- INSTRUCTIONS FOR THE TASK -
Please set down only the lines from the one containing "Challenge: find every instance of recessed" through the end of the entries below, exactly, minus any pictures.

[Excerpts from a dataset]
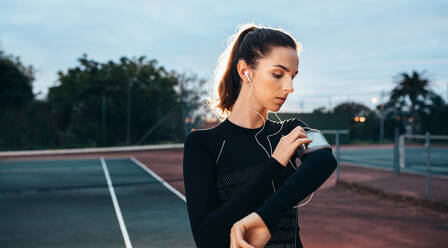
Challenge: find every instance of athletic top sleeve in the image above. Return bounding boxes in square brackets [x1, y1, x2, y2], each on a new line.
[254, 148, 337, 234]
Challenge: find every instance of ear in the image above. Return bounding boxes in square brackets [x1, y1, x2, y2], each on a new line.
[237, 60, 251, 83]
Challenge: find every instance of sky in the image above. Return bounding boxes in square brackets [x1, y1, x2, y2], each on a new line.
[1, 0, 447, 113]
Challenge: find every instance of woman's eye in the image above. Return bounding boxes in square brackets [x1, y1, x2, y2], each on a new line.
[273, 73, 282, 79]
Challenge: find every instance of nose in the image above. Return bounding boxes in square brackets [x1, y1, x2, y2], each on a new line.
[284, 79, 294, 93]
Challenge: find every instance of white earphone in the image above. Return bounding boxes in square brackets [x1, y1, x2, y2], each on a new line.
[244, 71, 251, 82]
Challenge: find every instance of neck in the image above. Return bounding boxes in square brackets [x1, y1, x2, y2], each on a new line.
[228, 84, 268, 129]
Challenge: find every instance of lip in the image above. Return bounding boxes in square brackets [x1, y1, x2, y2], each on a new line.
[275, 97, 286, 104]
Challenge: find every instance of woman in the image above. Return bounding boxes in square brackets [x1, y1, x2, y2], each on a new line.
[183, 23, 337, 248]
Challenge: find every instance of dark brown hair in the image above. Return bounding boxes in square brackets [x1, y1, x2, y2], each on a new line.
[206, 23, 301, 120]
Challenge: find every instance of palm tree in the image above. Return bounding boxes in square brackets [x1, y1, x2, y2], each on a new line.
[387, 70, 433, 133]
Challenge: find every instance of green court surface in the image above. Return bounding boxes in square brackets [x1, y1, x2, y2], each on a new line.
[0, 158, 195, 248]
[339, 147, 448, 176]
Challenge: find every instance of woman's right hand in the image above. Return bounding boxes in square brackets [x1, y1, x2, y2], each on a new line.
[271, 125, 312, 167]
[230, 212, 271, 248]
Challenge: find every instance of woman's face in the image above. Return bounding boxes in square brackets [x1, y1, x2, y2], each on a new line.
[249, 46, 299, 112]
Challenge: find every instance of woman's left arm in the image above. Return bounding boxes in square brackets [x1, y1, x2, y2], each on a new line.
[255, 148, 337, 234]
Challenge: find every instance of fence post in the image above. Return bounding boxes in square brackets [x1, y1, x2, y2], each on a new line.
[335, 130, 340, 182]
[399, 134, 406, 169]
[425, 131, 431, 199]
[393, 127, 400, 175]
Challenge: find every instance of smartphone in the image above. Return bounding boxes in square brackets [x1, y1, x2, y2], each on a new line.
[305, 130, 331, 151]
[297, 129, 331, 157]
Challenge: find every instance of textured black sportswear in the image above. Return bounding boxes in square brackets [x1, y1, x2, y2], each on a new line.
[183, 117, 337, 248]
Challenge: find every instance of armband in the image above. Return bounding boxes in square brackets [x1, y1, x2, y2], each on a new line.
[297, 128, 332, 159]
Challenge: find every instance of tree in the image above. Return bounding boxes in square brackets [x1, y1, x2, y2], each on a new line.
[0, 50, 36, 149]
[0, 50, 34, 109]
[333, 101, 378, 141]
[333, 102, 372, 117]
[0, 51, 207, 150]
[48, 54, 206, 147]
[386, 70, 434, 134]
[420, 94, 448, 134]
[312, 106, 329, 114]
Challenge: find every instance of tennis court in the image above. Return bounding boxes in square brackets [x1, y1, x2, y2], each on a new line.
[0, 147, 195, 248]
[1, 143, 447, 248]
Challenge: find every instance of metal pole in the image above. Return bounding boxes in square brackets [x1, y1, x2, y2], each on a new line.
[393, 127, 399, 175]
[425, 132, 431, 199]
[126, 79, 133, 145]
[380, 104, 384, 142]
[399, 134, 406, 169]
[335, 130, 340, 182]
[102, 94, 106, 146]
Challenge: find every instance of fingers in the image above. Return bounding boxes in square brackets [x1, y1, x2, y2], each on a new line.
[230, 227, 236, 248]
[230, 224, 238, 248]
[295, 137, 313, 146]
[230, 223, 255, 248]
[235, 225, 255, 248]
[290, 125, 307, 139]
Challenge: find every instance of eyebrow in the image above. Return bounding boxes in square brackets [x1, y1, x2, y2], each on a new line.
[272, 64, 298, 74]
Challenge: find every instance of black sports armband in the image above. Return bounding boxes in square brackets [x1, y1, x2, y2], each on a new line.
[297, 128, 332, 160]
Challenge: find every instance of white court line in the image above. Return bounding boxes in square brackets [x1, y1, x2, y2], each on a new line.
[130, 157, 186, 202]
[100, 157, 133, 248]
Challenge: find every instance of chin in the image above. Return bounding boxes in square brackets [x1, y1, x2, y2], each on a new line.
[269, 105, 282, 112]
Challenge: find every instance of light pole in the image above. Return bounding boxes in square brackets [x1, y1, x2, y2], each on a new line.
[380, 90, 385, 142]
[371, 90, 385, 143]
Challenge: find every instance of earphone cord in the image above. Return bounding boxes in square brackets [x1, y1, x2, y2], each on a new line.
[245, 74, 313, 208]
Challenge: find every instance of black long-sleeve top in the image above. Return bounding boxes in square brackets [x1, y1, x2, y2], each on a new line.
[183, 117, 337, 248]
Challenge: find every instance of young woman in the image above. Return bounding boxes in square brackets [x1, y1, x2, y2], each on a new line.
[183, 23, 337, 248]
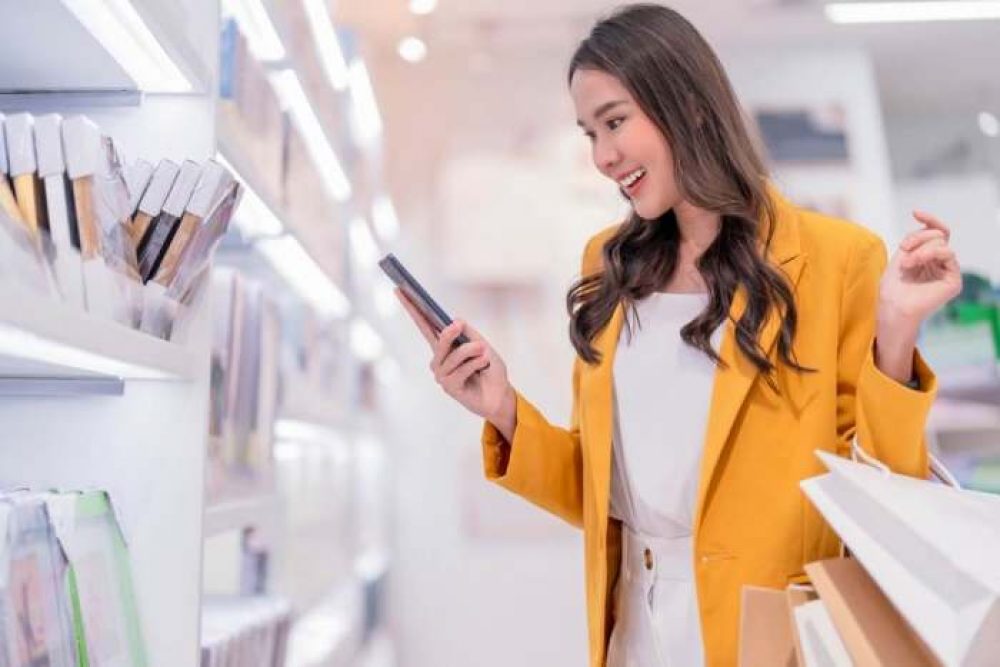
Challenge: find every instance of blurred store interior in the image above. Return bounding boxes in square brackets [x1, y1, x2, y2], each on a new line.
[0, 0, 998, 665]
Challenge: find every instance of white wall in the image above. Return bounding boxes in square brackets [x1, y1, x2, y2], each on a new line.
[724, 48, 898, 243]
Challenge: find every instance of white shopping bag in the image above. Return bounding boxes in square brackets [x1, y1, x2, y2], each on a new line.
[801, 445, 1000, 667]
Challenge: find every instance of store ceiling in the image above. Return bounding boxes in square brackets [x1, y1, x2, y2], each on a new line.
[331, 0, 1000, 246]
[336, 0, 1000, 115]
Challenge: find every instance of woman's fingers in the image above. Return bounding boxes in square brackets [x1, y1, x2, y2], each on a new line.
[912, 210, 952, 241]
[444, 353, 491, 392]
[438, 341, 485, 377]
[901, 242, 956, 272]
[396, 289, 438, 345]
[431, 320, 468, 369]
[899, 228, 946, 252]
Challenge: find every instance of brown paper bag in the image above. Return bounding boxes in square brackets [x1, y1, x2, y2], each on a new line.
[805, 558, 940, 667]
[739, 586, 798, 667]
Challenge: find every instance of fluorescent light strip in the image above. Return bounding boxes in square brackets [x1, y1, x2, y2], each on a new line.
[825, 1, 1000, 23]
[374, 279, 399, 318]
[979, 111, 999, 138]
[221, 0, 286, 60]
[350, 318, 383, 361]
[215, 154, 284, 237]
[0, 324, 172, 380]
[270, 69, 352, 201]
[257, 236, 351, 318]
[62, 0, 193, 92]
[349, 217, 380, 268]
[302, 0, 350, 90]
[274, 418, 347, 445]
[371, 195, 400, 241]
[348, 60, 383, 146]
[409, 0, 438, 15]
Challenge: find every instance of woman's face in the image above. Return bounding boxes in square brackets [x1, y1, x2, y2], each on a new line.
[570, 68, 680, 220]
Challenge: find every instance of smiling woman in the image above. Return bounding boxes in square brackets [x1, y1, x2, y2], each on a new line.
[396, 3, 962, 667]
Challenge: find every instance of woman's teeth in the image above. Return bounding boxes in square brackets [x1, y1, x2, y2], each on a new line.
[619, 168, 646, 188]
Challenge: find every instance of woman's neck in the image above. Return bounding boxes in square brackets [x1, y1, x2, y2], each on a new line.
[674, 200, 722, 258]
[658, 201, 722, 293]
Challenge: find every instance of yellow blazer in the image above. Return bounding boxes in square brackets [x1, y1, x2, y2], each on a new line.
[481, 192, 937, 666]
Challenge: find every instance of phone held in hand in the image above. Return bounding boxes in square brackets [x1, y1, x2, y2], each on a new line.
[379, 253, 471, 348]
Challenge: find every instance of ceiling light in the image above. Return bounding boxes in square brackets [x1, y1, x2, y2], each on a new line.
[348, 60, 383, 146]
[302, 0, 350, 90]
[374, 279, 399, 318]
[350, 319, 384, 361]
[979, 111, 1000, 138]
[371, 195, 400, 241]
[269, 69, 352, 201]
[825, 1, 1000, 24]
[257, 236, 351, 318]
[220, 0, 286, 61]
[409, 0, 438, 15]
[61, 0, 193, 92]
[349, 217, 380, 268]
[397, 36, 428, 63]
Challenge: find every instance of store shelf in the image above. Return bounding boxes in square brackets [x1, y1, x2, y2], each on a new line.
[936, 364, 1000, 405]
[203, 492, 280, 537]
[285, 581, 365, 667]
[0, 283, 200, 381]
[928, 399, 1000, 434]
[0, 0, 211, 93]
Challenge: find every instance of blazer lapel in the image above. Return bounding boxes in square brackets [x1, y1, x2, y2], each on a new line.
[693, 200, 807, 531]
[580, 302, 624, 534]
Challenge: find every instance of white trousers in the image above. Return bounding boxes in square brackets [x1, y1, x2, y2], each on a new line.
[606, 526, 705, 667]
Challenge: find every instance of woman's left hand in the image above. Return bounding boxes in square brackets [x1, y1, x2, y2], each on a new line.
[874, 211, 962, 384]
[879, 211, 962, 328]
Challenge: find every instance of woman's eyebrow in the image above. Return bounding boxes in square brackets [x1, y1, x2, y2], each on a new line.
[576, 99, 629, 127]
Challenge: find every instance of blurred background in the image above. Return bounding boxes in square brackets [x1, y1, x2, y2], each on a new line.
[2, 1, 999, 666]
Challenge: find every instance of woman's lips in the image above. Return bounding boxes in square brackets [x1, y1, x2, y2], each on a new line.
[623, 170, 646, 197]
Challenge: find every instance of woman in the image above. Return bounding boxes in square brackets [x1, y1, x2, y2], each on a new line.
[397, 4, 961, 666]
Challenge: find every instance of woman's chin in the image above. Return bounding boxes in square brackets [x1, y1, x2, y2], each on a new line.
[632, 199, 669, 221]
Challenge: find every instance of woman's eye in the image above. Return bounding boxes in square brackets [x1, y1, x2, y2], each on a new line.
[582, 131, 596, 141]
[607, 117, 624, 130]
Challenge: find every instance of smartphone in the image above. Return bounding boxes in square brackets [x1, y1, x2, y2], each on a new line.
[379, 253, 471, 348]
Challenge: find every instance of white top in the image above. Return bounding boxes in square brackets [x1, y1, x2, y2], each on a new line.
[610, 291, 723, 536]
[607, 291, 724, 667]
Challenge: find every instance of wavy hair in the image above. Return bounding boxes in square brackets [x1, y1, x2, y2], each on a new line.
[566, 3, 810, 382]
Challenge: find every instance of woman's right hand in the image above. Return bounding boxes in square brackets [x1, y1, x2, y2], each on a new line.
[395, 289, 517, 440]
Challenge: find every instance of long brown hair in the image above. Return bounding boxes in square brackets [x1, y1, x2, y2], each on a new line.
[567, 3, 809, 381]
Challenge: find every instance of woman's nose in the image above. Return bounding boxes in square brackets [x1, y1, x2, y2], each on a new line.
[593, 138, 622, 175]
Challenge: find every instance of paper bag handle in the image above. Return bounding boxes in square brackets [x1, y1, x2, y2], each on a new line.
[850, 438, 960, 489]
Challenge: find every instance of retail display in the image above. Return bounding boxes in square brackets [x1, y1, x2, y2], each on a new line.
[200, 595, 291, 667]
[0, 490, 146, 667]
[0, 113, 242, 340]
[207, 269, 281, 499]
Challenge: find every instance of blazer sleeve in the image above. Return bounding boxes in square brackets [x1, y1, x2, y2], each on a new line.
[478, 235, 608, 529]
[836, 233, 936, 478]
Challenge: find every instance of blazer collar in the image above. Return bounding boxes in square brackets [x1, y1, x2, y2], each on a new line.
[581, 190, 808, 535]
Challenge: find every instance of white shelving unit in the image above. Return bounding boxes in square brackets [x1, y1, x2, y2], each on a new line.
[0, 1, 220, 665]
[3, 2, 397, 664]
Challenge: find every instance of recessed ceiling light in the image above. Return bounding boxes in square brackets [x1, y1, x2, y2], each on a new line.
[409, 0, 438, 15]
[979, 111, 999, 138]
[398, 36, 428, 63]
[825, 1, 1000, 24]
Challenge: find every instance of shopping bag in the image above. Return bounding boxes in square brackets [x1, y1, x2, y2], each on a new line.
[805, 557, 939, 666]
[792, 597, 853, 667]
[801, 448, 1000, 666]
[738, 586, 797, 667]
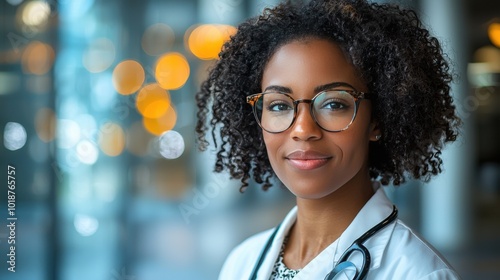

- FINISHED EXERCISE -
Challenge: find every instance of recessed ceiling light in the image above. Return bounding boxes in square brackets [x1, y1, x2, y2], each on a new line.
[409, 0, 438, 15]
[979, 111, 999, 138]
[398, 36, 428, 63]
[825, 1, 1000, 24]
Challenge: find every instance of shopping bag in the image above. Return bounding boxes in square brackets [x1, y1, x2, y2], each on a new line.
[805, 557, 939, 666]
[792, 597, 853, 667]
[801, 448, 1000, 666]
[738, 586, 797, 667]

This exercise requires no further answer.